# [WHAT YOU SHOULD DO]
Tell how many lines of the data below have the string "house" in them. Say nothing more.

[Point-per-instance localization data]
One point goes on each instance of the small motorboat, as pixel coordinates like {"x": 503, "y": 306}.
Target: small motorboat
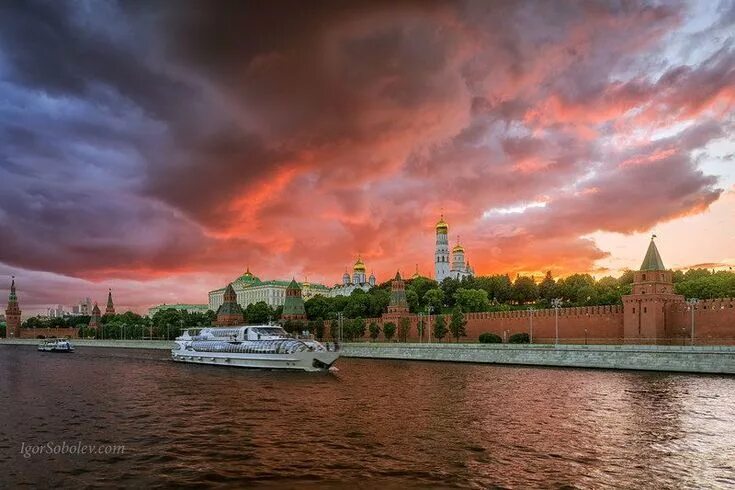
{"x": 55, "y": 345}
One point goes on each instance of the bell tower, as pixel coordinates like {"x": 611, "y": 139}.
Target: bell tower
{"x": 12, "y": 314}
{"x": 441, "y": 252}
{"x": 646, "y": 311}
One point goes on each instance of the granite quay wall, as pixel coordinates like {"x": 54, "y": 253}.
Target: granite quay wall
{"x": 697, "y": 359}
{"x": 43, "y": 333}
{"x": 120, "y": 344}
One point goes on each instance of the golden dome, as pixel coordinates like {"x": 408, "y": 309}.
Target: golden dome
{"x": 359, "y": 266}
{"x": 441, "y": 225}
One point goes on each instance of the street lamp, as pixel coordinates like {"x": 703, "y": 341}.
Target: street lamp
{"x": 530, "y": 317}
{"x": 692, "y": 302}
{"x": 429, "y": 309}
{"x": 556, "y": 304}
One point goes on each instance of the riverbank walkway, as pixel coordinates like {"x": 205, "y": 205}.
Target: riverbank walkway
{"x": 688, "y": 359}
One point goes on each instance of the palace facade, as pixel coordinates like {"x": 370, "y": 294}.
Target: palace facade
{"x": 250, "y": 289}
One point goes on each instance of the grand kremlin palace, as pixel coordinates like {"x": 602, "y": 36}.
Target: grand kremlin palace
{"x": 250, "y": 289}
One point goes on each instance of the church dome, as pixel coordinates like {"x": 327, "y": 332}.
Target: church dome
{"x": 359, "y": 266}
{"x": 442, "y": 226}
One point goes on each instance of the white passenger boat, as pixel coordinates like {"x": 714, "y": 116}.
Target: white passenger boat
{"x": 255, "y": 346}
{"x": 55, "y": 345}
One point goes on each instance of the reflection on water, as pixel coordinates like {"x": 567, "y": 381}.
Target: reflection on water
{"x": 373, "y": 423}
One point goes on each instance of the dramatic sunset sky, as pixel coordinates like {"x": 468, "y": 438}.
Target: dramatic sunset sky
{"x": 159, "y": 148}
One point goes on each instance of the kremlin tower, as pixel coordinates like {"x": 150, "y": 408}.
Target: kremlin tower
{"x": 293, "y": 308}
{"x": 230, "y": 312}
{"x": 398, "y": 305}
{"x": 94, "y": 320}
{"x": 648, "y": 309}
{"x": 12, "y": 314}
{"x": 110, "y": 310}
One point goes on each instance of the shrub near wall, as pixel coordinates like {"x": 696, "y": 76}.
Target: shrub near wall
{"x": 519, "y": 338}
{"x": 490, "y": 338}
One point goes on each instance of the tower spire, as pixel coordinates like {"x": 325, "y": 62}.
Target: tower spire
{"x": 110, "y": 309}
{"x": 652, "y": 261}
{"x": 12, "y": 313}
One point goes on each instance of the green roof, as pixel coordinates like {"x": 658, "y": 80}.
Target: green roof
{"x": 652, "y": 261}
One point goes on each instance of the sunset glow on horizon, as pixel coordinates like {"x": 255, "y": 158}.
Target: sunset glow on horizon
{"x": 160, "y": 151}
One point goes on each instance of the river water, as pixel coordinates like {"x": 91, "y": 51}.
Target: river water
{"x": 372, "y": 424}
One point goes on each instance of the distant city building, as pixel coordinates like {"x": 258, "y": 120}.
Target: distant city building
{"x": 85, "y": 307}
{"x": 250, "y": 289}
{"x": 12, "y": 314}
{"x": 293, "y": 307}
{"x": 358, "y": 280}
{"x": 110, "y": 309}
{"x": 229, "y": 312}
{"x": 179, "y": 307}
{"x": 457, "y": 268}
{"x": 94, "y": 319}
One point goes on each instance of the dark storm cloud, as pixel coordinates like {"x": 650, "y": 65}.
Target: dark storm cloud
{"x": 153, "y": 137}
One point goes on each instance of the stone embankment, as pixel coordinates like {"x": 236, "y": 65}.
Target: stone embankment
{"x": 688, "y": 359}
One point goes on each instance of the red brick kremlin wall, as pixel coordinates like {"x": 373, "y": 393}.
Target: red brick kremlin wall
{"x": 714, "y": 324}
{"x": 34, "y": 333}
{"x": 713, "y": 319}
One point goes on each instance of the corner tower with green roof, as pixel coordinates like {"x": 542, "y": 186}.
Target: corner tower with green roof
{"x": 293, "y": 307}
{"x": 648, "y": 310}
{"x": 230, "y": 313}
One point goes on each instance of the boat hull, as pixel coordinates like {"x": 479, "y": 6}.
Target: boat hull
{"x": 302, "y": 361}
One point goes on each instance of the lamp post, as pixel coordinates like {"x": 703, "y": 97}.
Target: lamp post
{"x": 429, "y": 309}
{"x": 556, "y": 304}
{"x": 530, "y": 317}
{"x": 692, "y": 302}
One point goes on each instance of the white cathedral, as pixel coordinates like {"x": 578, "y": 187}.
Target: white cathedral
{"x": 443, "y": 268}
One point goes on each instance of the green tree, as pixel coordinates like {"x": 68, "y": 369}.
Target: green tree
{"x": 374, "y": 330}
{"x": 379, "y": 300}
{"x": 449, "y": 286}
{"x": 357, "y": 329}
{"x": 420, "y": 286}
{"x": 317, "y": 307}
{"x": 413, "y": 301}
{"x": 440, "y": 328}
{"x": 358, "y": 305}
{"x": 258, "y": 313}
{"x": 547, "y": 289}
{"x": 404, "y": 329}
{"x": 457, "y": 324}
{"x": 435, "y": 299}
{"x": 471, "y": 299}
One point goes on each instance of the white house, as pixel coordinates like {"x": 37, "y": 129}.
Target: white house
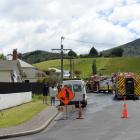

# [EXPECTED ANSWER]
2